Goal
Type out the complete listing below word for word, without its pictures.

__________________________________________________

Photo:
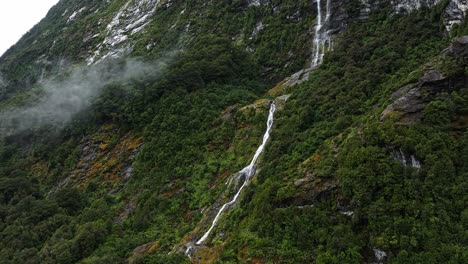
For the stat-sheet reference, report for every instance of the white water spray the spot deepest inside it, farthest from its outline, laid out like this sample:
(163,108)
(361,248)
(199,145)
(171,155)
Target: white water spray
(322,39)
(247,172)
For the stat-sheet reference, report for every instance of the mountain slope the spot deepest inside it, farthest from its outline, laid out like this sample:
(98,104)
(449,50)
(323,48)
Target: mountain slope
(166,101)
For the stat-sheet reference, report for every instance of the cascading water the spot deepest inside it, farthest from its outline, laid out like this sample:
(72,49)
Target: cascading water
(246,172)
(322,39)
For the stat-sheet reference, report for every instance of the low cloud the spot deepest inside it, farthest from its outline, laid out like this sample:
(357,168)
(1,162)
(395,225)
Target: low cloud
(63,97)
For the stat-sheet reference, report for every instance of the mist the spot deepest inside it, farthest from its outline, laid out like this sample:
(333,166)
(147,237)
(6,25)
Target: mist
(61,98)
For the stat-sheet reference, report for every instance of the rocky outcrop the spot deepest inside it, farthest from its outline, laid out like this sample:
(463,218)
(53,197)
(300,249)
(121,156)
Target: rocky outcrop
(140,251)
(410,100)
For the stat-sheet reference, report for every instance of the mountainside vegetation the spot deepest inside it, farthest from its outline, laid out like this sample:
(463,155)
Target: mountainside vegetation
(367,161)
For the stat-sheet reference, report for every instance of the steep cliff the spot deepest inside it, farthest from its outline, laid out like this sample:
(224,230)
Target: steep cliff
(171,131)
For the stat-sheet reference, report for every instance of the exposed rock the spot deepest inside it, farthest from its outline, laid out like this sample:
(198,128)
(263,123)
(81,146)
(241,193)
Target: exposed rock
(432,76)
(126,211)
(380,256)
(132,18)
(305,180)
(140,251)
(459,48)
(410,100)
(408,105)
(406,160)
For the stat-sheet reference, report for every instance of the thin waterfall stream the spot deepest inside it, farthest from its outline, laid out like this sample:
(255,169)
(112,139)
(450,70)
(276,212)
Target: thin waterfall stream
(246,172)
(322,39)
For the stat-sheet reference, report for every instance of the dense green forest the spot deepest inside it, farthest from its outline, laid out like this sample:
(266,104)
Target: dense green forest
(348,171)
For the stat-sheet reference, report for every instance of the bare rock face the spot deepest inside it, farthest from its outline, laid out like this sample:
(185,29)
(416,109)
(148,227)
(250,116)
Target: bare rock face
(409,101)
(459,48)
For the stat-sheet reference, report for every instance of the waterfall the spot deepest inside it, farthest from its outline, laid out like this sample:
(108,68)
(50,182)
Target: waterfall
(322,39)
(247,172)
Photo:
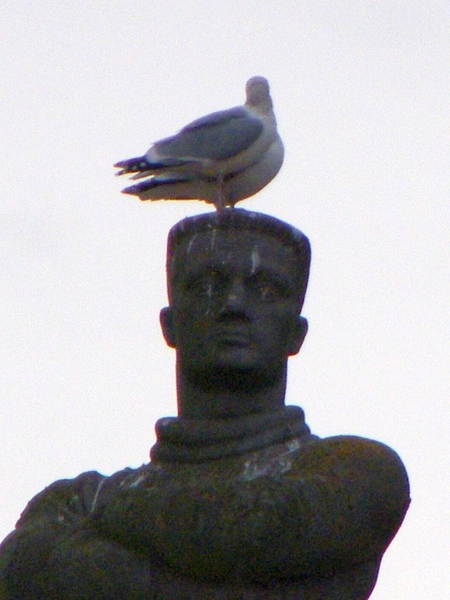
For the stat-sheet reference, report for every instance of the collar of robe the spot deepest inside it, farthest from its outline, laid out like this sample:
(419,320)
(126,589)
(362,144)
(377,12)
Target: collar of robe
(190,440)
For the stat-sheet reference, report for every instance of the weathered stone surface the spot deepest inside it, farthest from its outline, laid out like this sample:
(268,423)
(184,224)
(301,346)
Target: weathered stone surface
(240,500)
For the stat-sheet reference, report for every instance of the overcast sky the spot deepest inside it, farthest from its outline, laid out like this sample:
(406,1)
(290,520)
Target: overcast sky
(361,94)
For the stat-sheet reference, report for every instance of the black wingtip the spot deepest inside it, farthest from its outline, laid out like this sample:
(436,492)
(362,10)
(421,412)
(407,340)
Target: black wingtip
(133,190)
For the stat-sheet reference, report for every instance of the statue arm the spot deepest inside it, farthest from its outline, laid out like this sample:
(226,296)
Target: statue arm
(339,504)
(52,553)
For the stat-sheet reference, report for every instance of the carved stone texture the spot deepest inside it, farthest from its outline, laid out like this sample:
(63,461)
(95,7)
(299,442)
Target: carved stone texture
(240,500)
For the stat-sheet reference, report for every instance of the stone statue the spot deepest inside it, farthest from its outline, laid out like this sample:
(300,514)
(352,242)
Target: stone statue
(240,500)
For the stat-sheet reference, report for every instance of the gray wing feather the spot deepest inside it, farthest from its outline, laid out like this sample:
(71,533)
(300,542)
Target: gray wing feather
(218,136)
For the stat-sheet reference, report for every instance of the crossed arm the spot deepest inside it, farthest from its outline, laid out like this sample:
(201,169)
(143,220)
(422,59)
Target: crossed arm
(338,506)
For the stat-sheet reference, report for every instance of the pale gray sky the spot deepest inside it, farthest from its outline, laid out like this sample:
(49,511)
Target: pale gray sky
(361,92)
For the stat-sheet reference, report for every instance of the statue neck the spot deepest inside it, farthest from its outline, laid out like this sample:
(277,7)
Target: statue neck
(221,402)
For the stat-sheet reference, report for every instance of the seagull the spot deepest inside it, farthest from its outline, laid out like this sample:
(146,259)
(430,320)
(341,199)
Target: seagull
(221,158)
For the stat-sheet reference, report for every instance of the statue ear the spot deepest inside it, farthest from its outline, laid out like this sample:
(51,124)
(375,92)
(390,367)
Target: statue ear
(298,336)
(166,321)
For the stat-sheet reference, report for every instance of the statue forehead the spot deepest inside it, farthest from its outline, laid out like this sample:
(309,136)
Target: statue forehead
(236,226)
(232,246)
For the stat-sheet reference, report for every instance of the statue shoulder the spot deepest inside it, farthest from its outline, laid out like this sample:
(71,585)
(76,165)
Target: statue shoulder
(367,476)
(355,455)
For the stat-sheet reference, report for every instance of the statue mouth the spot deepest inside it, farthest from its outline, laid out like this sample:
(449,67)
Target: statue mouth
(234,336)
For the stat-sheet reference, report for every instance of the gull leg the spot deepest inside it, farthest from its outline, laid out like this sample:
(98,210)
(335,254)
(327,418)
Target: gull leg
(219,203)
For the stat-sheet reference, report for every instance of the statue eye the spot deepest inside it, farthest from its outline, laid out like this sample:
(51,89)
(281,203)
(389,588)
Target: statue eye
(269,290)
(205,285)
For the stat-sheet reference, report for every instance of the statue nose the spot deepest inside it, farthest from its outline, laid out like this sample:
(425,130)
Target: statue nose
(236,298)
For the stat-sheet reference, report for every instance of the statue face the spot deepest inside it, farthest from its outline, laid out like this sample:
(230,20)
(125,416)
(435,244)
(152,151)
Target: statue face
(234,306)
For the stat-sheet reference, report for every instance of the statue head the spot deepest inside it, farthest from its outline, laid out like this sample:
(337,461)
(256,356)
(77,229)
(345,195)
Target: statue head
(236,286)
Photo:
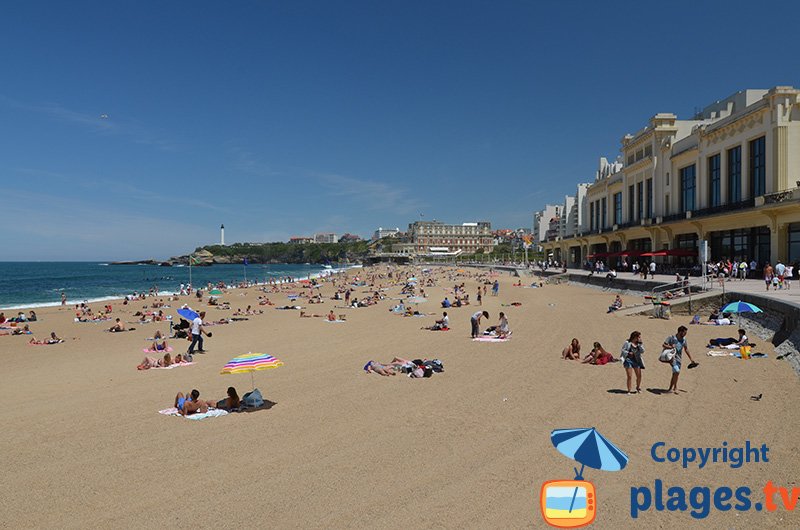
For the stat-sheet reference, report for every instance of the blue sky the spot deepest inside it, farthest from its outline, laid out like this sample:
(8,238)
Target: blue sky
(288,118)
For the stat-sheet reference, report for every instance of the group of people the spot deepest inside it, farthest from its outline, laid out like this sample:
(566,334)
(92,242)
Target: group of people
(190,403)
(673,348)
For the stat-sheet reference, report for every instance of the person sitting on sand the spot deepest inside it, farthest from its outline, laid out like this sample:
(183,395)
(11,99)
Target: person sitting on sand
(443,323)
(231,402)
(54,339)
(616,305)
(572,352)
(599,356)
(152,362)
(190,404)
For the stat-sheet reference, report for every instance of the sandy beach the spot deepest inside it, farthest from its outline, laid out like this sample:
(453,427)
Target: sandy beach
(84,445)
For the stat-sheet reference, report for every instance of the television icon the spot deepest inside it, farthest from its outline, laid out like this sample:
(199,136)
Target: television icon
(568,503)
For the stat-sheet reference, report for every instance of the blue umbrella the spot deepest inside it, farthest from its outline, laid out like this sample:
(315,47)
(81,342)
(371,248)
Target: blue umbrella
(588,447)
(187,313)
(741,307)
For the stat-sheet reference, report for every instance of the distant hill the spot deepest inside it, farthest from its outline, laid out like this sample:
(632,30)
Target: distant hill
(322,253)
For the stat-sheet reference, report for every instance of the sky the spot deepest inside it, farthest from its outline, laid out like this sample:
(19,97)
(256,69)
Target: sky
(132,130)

__________________________________________________

Exercise response
Photo:
For the stat-sheet reference, report for every instance of the white water spray the spot deepest inside it, farthest from its outline, laid out like this sample:
(163,108)
(361,248)
(199,145)
(171,155)
Target: white water spray
(322,39)
(247,172)
For the stat-sheet reference, report for every instance of the mountain slope the spot deepest inside it, farthest from its outline, laid out like this sample:
(98,104)
(449,50)
(323,48)
Target: mountain slope
(166,101)
For the stat-sheet reference, report for every instance of the cascading water the spot deepest inside it, farthest from its outline, laid out like this sample:
(72,49)
Target: cascading water
(246,172)
(322,39)
For the stat-sheet reference, report for every instance of the low cloud the spot deepest inside it, farthest from its outline, laid out like this sample:
(357,168)
(1,162)
(395,225)
Target: low cloud
(63,97)
For the stat-sheet reference, report for every instance of the mist the spot deepest inside it, farthest from its outline, laid out like this sample:
(333,166)
(147,237)
(6,25)
Target: mist
(61,98)
For the stat-sheet reference, report for every instance of the rocky outcrop the spot deepest inside it, farthest from its outline, laid out like this sample:
(463,218)
(53,197)
(300,249)
(121,156)
Target: rocky outcrop
(140,251)
(410,100)
For the stat-sheet reference, report for every instance of the mountainside vegetation the spot deepest inside it, farthest from its outline, laid out like this sample:
(463,155)
Target: mountainside vegetation
(367,161)
For the stat-sheet reference, report for every instance of the steep cliff the spot deepest inside it, farthest from its outline, laid out like this sample:
(224,230)
Target: steep cliff
(171,131)
For the stat-sheet reference, report for every instance of the exposed rock the spot deepest inside it, farthest from its outline, laid out like this sample:
(198,128)
(263,123)
(81,146)
(241,193)
Target: exposed rock
(432,76)
(126,211)
(380,256)
(132,18)
(305,180)
(140,251)
(459,48)
(410,100)
(408,105)
(406,160)
For the stat-sheet reference, report for every instance of the thin waterfall stream the spot deepest inside it, farthest from its outline, laid out like this sample:
(255,169)
(112,139)
(450,70)
(276,212)
Target: thin waterfall stream
(246,172)
(322,39)
For the stat-sheet reference, report for every instance of the dense green forest the spot deepest inside it, farthest from its outline, laid out like this sample:
(266,104)
Target: dense green forest
(348,171)
For the stat-sheet reference, report for every instance of the bare rock face the spot deepest inside it, farthest from its outline, laid out like this sample:
(185,29)
(416,109)
(148,227)
(250,116)
Target: bare rock face
(409,101)
(459,48)
For the stat-sheet reference, report for every instance of the waterfall the spot deepest inside it, farthest from its outline, laid out like this sample:
(108,68)
(50,182)
Target: waterfall
(322,39)
(247,172)
Photo:
For the stat-sheet reference, report for every instance of the collar of robe the spot deepest inside it, farthest from its outline, laid out like this sample:
(419,320)
(126,589)
(362,144)
(377,12)
Target: collar of robe
(190,440)
For the stat-sheet reference, report for every instance of the weathered stone surface the spot deepest inside it, farthest from its outline, laid out like this sample:
(268,423)
(184,224)
(301,346)
Target: weathered stone surface
(240,500)
For the stat-sheet reference, report for every instance of the overcast sky the spot deepest inside it, farthest from its outline, laid out like this sample:
(406,1)
(290,520)
Target: overcast sky
(361,94)
For the stat-sheet reference, report for every instance of the black wingtip the spot deepest inside it, farthest from its outline, laid out like this sample:
(436,492)
(362,10)
(421,412)
(407,340)
Target: black wingtip
(133,190)
For the stat-sheet reference, report for every instance of the statue arm the spot deepest inside it, farthest from its outline, laid out like this sample:
(226,296)
Target: statue arm
(339,504)
(52,553)
For the stat-sheet reference, report for every instance of the carved stone texture the spot deepest inside it, farthest from its outline, laid out like this sample:
(63,461)
(95,7)
(299,442)
Target: carved stone texture
(240,500)
For the stat-sheet reference, report for every instance of the stone statue the spot deepest inside it, farthest from its outline, laid out like this sample:
(300,514)
(352,242)
Target: stone statue
(240,500)
For the stat-sheet reference, report for every instance of the gray wing feather the spot deepest inside it, farthest from its outline, laid out like this sample:
(71,533)
(300,542)
Target: gray wing feather
(218,136)
For the stat-sheet reference, report for every instance of the crossed arm the spot deepest inside it, farthest from its outline, laid out like this sample:
(201,169)
(143,220)
(422,59)
Target: crossed arm
(338,506)
For the stat-sheet reference, report for every instance of the pale gray sky the spot deepest inside it, farthest from its outline, laid out like this sample:
(49,511)
Target: pale gray sky
(361,92)
For the stat-sheet reference, report for every instance of the statue neck the spot deepest inside it, farthest from its outline, laid out like this sample:
(277,7)
Target: statue neck
(221,402)
For the stat-sheet reference, report for every instance of the seagull the spot deepest inside it, farthest from its outline, laid out like this sample:
(146,259)
(430,320)
(341,199)
Target: seagull
(221,158)
For the stat-sheet reference, report for every instance of the statue ear the spot deepest inside it, farthest from its outline, laid out like this sample:
(51,124)
(375,92)
(390,367)
Target: statue ear
(298,336)
(166,321)
For the stat-sheet reference, report for every instance of the statue forehead the spot deepest inside it, farthest from its outline, laid out like this sample:
(309,136)
Target: statue forehead
(236,226)
(232,246)
For the stat-sheet reference, report for every instance of the statue shoulder the spot deepest inside it, farthest from its outline, laid out like this sample:
(71,585)
(76,165)
Target: statue shoulder
(367,476)
(355,455)
For the stat-sheet reference, report for every instance of the statue mouth the spot deepest inside it, farthest from its outline, laid out like this sample:
(449,67)
Target: statue mouth
(234,336)
For the stat-sheet reference, report for every instance of the gull leg the spot deepest inside it, farthest from its outline, laid out like this sample:
(98,210)
(335,254)
(327,418)
Target: gull leg
(219,203)
For the stat-sheet reference, report for every instance of the statue eye the spot deepest inside it, farthest from its outline, laid out like this sample:
(51,89)
(281,203)
(389,588)
Target: statue eye
(269,290)
(205,285)
For the stat-sheet reference, report for every instance of the statue nose the spot deepest inside it, farthest from its outline, laid out like this sample:
(425,130)
Target: statue nose
(236,298)
For the stat-sheet reference, report for every instance of the statue face the spot deepest inside it, farthest from its outline, laid out like this sample:
(230,20)
(125,416)
(435,244)
(152,151)
Target: statue face
(234,306)
For the stat-sheet reference, report for every instance of the statue head the spot deepest inside it, farthest from its outline, laid out like this sample:
(337,461)
(256,356)
(77,229)
(345,195)
Target: statue head
(236,286)
Photo:
For the stat-sheet reference, report for every instance of the blue sky the spot deepest inside it, farthest from its outline, laid out like this sample:
(8,238)
Target: blue sky
(288,118)
For the stat-sheet reference, report for every instance of the group of people the spot deepest inside it, farthest from its outline, laid out like this sample:
(566,334)
(92,242)
Target: group of people
(190,403)
(673,348)
For the stat-sheet reference, report for every instance of the person sitting on sand the spot deepest inside it, farthest from its outline, laid out like this sample:
(183,395)
(11,99)
Target: person sitting on sand
(443,323)
(231,402)
(54,339)
(616,305)
(572,352)
(599,356)
(152,362)
(190,404)
For the stat-sheet reference, report for every instance of the sandy beach the spot deepest inside it, farthest from its outline, laid out like this sample:
(453,427)
Target: sandy beach
(84,445)
For the stat-sheet reference, report for every instance of the television icon the spot deepest inside it, farthest from its outline, laid out like this sample:
(199,136)
Target: television icon
(568,503)
For the stat-sheet reference, report for every instance of the blue umbrella the spot deepest inside it, farthest from its outline, laid out like this sample:
(315,47)
(81,342)
(371,248)
Target: blue umbrella
(588,447)
(187,313)
(741,307)
For the stat-sheet reference, report for every instance of the distant hill the spot deepest inside it, farthest from its outline, laid out like this sample:
(632,30)
Target: distant hill
(322,253)
For the stat-sheet reference, report for every instance of the sky the spot deepest inside it, farthest from its outline, laid out like this sample:
(19,97)
(256,69)
Target: sky
(132,130)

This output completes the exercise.